* **WHAT YOU WILL DO**
How many lines in the records below contain the word "rough"? Answer with the number and nothing else.

■ ■ ■

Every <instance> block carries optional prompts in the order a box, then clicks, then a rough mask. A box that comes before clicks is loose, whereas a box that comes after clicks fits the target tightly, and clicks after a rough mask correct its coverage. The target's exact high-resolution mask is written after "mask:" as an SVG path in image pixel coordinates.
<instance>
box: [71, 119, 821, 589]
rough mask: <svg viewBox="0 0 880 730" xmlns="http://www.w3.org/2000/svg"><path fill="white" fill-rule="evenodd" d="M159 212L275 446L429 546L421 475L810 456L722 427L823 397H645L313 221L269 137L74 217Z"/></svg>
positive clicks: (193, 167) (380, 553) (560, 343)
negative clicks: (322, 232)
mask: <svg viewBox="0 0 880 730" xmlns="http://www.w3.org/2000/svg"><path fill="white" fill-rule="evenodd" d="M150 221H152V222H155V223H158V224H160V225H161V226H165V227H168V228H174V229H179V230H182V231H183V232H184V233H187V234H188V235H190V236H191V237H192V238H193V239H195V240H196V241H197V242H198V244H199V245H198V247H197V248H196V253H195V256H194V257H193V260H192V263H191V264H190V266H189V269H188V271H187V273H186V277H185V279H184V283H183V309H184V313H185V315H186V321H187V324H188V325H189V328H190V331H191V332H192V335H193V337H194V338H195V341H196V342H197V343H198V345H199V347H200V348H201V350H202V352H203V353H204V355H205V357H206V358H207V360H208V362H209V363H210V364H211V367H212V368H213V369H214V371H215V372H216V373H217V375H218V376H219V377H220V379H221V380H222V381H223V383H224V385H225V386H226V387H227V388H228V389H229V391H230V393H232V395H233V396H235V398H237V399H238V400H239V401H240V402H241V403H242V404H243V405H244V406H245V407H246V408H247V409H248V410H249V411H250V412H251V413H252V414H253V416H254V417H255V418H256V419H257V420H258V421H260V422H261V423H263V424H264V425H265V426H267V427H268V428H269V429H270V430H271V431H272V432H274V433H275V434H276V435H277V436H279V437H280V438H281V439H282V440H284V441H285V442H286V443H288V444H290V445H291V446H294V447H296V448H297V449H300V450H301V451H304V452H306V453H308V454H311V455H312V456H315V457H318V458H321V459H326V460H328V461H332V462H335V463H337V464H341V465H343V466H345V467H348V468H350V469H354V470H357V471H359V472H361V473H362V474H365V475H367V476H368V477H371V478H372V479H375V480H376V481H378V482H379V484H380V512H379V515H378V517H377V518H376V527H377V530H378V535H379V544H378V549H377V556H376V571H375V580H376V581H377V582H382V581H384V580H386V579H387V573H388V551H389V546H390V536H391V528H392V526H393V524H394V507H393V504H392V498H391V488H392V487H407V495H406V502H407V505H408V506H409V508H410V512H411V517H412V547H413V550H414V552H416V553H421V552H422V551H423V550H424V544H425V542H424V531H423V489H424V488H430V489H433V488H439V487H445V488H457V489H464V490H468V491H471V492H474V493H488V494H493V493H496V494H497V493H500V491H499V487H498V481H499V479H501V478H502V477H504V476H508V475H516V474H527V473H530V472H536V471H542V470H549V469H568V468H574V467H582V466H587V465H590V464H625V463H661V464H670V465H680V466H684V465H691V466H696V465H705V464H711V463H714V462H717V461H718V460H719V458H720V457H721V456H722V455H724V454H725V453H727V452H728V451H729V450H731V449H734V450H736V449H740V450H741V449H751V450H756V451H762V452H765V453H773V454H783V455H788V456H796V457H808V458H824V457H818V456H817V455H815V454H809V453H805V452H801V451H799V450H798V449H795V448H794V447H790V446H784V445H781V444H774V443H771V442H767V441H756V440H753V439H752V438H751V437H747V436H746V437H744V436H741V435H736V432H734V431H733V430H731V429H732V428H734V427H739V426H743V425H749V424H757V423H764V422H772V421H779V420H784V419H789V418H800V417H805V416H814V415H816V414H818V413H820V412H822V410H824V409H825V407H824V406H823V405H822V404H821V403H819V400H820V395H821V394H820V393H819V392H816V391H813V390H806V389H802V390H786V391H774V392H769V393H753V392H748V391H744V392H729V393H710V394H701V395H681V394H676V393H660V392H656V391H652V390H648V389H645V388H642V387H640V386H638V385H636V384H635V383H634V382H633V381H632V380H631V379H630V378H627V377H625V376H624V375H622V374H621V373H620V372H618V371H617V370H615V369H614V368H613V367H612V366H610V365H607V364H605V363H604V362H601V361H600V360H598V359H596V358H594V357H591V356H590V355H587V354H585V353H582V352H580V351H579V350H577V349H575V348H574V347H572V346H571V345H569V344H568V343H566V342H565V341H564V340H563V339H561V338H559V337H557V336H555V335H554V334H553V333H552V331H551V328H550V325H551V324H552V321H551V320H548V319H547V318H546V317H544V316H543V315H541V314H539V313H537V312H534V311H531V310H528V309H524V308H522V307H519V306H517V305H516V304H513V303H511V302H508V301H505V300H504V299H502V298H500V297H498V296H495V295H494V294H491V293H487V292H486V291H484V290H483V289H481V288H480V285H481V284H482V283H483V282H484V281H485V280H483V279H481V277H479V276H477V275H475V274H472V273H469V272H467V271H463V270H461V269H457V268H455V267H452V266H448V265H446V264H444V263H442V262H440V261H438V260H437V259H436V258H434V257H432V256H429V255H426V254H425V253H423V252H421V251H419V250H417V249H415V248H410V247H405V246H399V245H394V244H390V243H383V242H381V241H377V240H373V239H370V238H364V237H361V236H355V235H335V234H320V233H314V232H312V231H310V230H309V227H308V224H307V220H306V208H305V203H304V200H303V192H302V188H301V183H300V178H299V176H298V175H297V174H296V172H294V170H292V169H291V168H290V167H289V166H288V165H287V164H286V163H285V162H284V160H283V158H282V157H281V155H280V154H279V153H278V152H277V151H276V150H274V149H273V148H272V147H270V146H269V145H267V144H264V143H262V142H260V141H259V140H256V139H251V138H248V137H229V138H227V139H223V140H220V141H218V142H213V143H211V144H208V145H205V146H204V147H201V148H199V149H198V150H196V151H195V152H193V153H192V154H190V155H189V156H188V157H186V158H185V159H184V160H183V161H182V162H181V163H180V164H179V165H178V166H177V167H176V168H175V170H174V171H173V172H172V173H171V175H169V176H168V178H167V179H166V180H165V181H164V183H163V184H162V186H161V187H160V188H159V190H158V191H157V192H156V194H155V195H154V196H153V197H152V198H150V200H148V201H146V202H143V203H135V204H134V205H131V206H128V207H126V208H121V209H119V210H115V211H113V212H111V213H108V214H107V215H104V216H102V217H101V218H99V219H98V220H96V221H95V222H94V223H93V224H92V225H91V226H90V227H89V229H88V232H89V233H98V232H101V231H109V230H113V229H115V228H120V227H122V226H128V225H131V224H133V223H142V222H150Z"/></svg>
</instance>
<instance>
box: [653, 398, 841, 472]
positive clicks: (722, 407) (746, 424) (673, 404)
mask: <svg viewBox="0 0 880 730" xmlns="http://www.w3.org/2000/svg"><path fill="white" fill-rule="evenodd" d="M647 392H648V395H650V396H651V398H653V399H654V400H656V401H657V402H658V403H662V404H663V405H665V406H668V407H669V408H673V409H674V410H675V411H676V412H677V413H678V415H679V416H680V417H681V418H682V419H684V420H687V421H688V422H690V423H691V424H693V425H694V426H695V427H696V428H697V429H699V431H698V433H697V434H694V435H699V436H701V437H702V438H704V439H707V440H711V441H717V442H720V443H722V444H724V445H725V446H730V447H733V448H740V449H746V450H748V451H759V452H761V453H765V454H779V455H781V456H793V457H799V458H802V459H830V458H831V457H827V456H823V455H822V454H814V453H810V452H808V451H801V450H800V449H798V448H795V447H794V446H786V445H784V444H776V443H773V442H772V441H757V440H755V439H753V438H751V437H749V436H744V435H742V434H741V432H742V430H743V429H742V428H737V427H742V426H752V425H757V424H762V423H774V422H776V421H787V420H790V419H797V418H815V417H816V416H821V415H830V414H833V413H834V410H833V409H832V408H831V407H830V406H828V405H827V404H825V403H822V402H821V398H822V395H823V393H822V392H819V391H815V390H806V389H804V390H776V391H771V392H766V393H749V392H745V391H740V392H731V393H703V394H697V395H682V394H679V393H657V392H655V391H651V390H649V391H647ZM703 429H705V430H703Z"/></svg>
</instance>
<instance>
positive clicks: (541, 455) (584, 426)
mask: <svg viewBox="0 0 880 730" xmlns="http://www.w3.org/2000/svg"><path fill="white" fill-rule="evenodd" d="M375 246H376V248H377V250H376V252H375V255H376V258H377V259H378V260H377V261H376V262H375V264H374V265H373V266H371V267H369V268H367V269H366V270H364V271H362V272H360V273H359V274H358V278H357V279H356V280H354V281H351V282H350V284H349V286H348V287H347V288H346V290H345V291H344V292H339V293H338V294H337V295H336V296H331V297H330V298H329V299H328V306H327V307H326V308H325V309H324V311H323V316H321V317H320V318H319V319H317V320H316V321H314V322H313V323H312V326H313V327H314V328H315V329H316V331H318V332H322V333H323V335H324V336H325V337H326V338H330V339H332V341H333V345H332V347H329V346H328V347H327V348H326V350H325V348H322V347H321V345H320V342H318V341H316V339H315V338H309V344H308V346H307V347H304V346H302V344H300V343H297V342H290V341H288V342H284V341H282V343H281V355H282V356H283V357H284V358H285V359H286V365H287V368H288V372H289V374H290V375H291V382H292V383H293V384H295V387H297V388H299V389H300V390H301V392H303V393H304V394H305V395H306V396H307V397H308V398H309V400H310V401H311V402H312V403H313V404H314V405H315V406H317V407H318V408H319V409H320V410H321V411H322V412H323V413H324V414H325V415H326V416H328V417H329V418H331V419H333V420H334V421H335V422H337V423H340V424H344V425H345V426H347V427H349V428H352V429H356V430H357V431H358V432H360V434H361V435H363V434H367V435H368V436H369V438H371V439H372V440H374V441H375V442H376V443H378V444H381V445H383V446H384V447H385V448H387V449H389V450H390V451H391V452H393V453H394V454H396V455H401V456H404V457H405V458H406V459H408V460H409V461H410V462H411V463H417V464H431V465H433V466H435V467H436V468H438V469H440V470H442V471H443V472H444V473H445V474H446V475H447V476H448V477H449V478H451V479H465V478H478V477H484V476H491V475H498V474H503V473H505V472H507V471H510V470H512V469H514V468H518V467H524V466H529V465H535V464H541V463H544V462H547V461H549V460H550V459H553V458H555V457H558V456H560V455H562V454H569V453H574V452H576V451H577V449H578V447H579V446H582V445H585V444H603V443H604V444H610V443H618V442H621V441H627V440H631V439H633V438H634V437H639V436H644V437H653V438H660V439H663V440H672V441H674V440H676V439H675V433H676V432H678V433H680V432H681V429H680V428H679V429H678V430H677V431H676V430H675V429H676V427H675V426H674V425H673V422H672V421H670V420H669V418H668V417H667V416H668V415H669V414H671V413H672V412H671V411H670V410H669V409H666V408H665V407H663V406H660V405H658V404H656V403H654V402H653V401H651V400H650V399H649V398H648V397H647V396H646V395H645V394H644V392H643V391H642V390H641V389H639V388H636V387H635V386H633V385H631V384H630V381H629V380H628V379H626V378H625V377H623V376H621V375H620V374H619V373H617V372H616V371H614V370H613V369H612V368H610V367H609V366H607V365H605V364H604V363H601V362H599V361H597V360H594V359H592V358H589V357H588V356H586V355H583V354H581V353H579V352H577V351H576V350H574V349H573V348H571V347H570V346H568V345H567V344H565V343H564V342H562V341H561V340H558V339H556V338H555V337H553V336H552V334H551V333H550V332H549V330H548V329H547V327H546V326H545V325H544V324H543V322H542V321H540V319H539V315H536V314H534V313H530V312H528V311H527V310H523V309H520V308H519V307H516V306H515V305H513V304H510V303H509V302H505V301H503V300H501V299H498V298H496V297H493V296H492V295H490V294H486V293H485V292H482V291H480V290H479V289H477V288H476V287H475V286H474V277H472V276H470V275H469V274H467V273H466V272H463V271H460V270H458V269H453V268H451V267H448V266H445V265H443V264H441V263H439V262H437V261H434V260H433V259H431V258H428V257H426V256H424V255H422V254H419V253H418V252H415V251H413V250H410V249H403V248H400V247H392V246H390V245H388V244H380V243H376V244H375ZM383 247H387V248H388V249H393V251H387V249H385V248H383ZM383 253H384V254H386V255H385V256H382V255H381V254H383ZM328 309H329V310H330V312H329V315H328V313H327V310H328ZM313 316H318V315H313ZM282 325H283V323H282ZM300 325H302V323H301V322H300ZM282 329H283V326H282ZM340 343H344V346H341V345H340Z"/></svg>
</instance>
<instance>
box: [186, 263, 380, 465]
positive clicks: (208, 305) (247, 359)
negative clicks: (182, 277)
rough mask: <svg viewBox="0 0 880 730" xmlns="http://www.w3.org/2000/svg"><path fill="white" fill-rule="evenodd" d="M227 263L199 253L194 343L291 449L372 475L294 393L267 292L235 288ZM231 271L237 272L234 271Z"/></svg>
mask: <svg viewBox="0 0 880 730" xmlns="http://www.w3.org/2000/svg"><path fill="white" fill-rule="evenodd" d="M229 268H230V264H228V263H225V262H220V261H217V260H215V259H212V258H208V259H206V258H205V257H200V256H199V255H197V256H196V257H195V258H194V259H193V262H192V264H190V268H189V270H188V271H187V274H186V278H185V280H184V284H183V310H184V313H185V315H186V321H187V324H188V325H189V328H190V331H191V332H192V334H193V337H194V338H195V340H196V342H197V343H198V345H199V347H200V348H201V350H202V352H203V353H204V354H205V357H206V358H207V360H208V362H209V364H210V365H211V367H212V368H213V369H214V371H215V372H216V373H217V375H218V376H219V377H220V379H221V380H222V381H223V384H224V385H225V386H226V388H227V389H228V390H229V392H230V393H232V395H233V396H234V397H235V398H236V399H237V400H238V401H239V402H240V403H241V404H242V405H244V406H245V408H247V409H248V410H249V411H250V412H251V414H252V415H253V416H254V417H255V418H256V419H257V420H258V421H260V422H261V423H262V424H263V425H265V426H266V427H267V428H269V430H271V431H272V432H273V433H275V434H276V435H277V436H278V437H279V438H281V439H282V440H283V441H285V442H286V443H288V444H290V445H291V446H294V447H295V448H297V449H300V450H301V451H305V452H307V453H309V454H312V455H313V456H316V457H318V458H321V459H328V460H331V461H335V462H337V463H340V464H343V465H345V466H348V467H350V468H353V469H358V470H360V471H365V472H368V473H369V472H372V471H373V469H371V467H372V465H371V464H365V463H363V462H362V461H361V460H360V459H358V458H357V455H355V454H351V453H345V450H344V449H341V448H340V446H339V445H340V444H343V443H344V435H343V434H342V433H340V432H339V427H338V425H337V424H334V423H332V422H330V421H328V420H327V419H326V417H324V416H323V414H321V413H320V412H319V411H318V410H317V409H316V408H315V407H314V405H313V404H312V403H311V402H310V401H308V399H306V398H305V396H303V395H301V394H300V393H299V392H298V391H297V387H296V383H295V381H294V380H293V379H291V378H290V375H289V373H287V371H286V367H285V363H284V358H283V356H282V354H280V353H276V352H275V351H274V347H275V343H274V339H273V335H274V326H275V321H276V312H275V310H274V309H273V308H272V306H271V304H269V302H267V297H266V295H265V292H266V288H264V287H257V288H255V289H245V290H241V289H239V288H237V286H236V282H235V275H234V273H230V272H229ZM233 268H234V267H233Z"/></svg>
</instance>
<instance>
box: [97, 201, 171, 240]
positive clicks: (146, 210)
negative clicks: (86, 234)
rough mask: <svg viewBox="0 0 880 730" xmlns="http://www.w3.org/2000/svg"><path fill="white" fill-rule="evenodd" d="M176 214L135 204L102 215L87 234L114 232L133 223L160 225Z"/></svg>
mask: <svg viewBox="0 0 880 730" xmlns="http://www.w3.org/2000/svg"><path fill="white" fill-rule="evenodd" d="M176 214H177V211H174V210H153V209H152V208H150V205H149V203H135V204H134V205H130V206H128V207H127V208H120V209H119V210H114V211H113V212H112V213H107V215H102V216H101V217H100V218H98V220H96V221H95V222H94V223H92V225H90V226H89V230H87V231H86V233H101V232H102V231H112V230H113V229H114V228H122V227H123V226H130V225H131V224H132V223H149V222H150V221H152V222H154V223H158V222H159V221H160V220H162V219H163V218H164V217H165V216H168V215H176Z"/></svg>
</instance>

■ ■ ■

* **OUTPUT**
4